» **Source excerpt**

# Gun Cleaning Box



## Blake (Oct 17, 2007)

*Gun Cleaning Box*

This project was commissioned by my best friend's girlfriend FOR my best friend (who I have been friends with since 2nd grade).

I was told that he liked the 'gun cleaning kit' in the Cabella's catalog and wanted one for Christmas. Well, she decided to commission me to make one instead of ordering it from the catalog. I told her that if she would pay for the materials I would do the work for free, which also left more room in her budget for better materials.

Here is the Cabella's version:










Here are my Sketchup drawings:



















The main difference in design is the way the lid opens. I plan to make my lid open like two wings. This will allow for a larger work space to set cleaning supplies (and keep them off the bench). I will also engineer the hinges so that when you open the two lids the arms which hold the rifle automatically swing into place like a pop-up book.

My box will also have a locking lid and a brass rod which slips through the top of the box down into the drawer fronts to keep them locked much like a craftsman tool box. The rod can only be taken out when the lid is open. All hardware will be premium solid brass.

I chose a piece of Bloodwood 3/4"x13"x5' for the project. I am trying to expand my working knowledge of different species of hardwoods. I have never worked with Bloodwood before. Its gorgeous but not cheap.










I spent quite a bit of time sketching and drawing the joinery and proportions on paper before I made the Sketchup computer drawings:










Here it is cut into the main dimensions for the sides of the box:










I had to stop because I realized that my new jointer is not set up and that would have been the next step. Like always, I'll keep posting the progress.


----------



## lew (Feb 13, 2008)

Blake said:


> *Gun Cleaning Box*
> 
> This project was commissioned by my best friend's girlfriend FOR my best friend (who I have been friends with since 2nd grade).
> 
> ...


Looking Good, Blake!!


----------



## majeagle1 (Oct 29, 2008)

Dataset rows on where objects appear:
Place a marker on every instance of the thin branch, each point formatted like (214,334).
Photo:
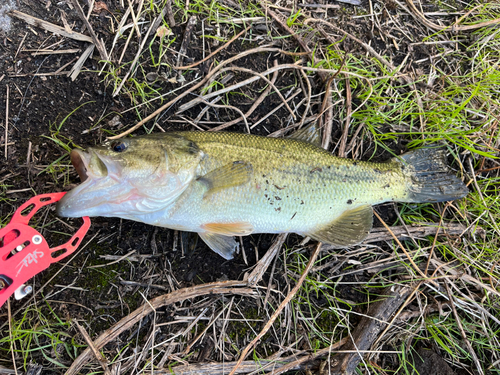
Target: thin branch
(283,304)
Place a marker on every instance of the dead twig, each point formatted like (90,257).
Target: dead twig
(186,39)
(194,102)
(320,353)
(99,45)
(327,108)
(102,361)
(368,329)
(473,354)
(254,105)
(33,21)
(224,287)
(401,246)
(7,120)
(275,315)
(427,229)
(198,85)
(454,28)
(348,104)
(224,46)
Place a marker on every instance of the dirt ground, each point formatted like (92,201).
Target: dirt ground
(40,97)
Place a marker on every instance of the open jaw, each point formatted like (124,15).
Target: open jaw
(96,194)
(80,161)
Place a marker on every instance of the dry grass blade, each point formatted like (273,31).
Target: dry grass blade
(95,39)
(454,28)
(33,21)
(224,46)
(224,287)
(275,315)
(462,332)
(6,139)
(102,361)
(369,328)
(415,267)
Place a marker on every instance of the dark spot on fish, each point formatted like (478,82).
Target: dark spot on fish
(192,148)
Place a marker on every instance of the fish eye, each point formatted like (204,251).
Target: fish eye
(118,146)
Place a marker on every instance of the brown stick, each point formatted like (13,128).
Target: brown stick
(348,104)
(33,21)
(401,246)
(216,51)
(454,28)
(283,304)
(368,329)
(6,121)
(95,39)
(186,39)
(224,287)
(293,33)
(199,84)
(279,365)
(462,332)
(95,351)
(427,229)
(319,353)
(254,105)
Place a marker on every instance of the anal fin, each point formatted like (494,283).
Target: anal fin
(225,246)
(229,229)
(349,229)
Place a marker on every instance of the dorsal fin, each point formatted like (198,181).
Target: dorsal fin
(310,133)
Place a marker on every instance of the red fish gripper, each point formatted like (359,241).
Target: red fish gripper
(23,250)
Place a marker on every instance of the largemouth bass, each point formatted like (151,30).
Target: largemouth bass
(222,185)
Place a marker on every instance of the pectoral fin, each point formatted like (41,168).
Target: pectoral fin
(230,175)
(225,246)
(349,229)
(229,229)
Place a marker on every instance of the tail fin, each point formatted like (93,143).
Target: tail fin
(428,177)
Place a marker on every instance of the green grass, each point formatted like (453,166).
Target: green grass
(455,103)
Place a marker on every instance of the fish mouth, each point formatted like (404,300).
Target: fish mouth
(90,197)
(80,161)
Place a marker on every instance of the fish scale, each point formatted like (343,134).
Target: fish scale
(221,185)
(290,179)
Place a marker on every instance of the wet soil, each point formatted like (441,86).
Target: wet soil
(48,110)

» **To-do list**
a - Translate this sentence from the gun cleaning box thread into Spanish: "The rod can only be taken out when the lid is open."
b - Write the next part of the gun cleaning box thread, continuing from its last line.

» **Outputs in order**
a - La varilla solo se puede sacar cuando la tapa está abierta.

b -
Blake said:


> *Gun Cleaning Box*
> 
> This project was commissioned by my best friend's girlfriend FOR my best friend (who I have been friends with since 2nd grade).
> 
> ...


Can't wait to see the finished product…......... You will love the bloodwood, it finishes just like glas and is really nice to work with.


----------



## North40 (Oct 17, 2007)

Blake said:


> *Gun Cleaning Box*
> 
> This project was commissioned by my best friend's girlfriend FOR my best friend (who I have been friends with since 2nd grade).
> 
> ...


Looks good - be sure to post lots of details so it's easy for me to steal your idea!


----------



## Karson (May 9, 2006)

Blake said:


> *Gun Cleaning Box*
> 
> This project was commissioned by my best friend's girlfriend FOR my best friend (who I have been friends with since 2nd grade).
> 
> ...


Blake a nice looking creation.


----------



## Woodhacker (Mar 16, 2008)

Blake said:


> *Gun Cleaning Box*
> 
> This project was commissioned by my best friend's girlfriend FOR my best friend (who I have been friends with since 2nd grade).
> 
> ...


Very nice Blake. Others may have had different experiences but you may want to give the glue joint areas an acetone rub/wash to remove some of the surface oils to make stronger glue joints. I've also done this just prior to finishing too. I agree with Gene, it finishes very, very smooth.


----------



## oldskoolmodder (Apr 28, 2008)

Blake said:


> *Gun Cleaning Box*
> 
> This project was commissioned by my best friend's girlfriend FOR my best friend (who I have been friends with since 2nd grade).
> 
> ...


Very nice design Blake. Can't wait to see the end result. I too am interested in your experience with the Bloodwood.


----------



## toddc (Mar 6, 2007)

Blake said:


> *Gun Cleaning Box*
> 
> This project was commissioned by my best friend's girlfriend FOR my best friend (who I have been friends with since 2nd grade).
> 
> ...


Looking forward to seeing another great project from Blake!

Have you considered using something like leather where the gun contacts the holders? It may provide some padding to the gun and protect your project.


----------



## Blake (Oct 17, 2007)

Blake said:


> *Gun Cleaning Box*
> 
> This project was commissioned by my best friend's girlfriend FOR my best friend (who I have been friends with since 2nd grade).
> 
> ...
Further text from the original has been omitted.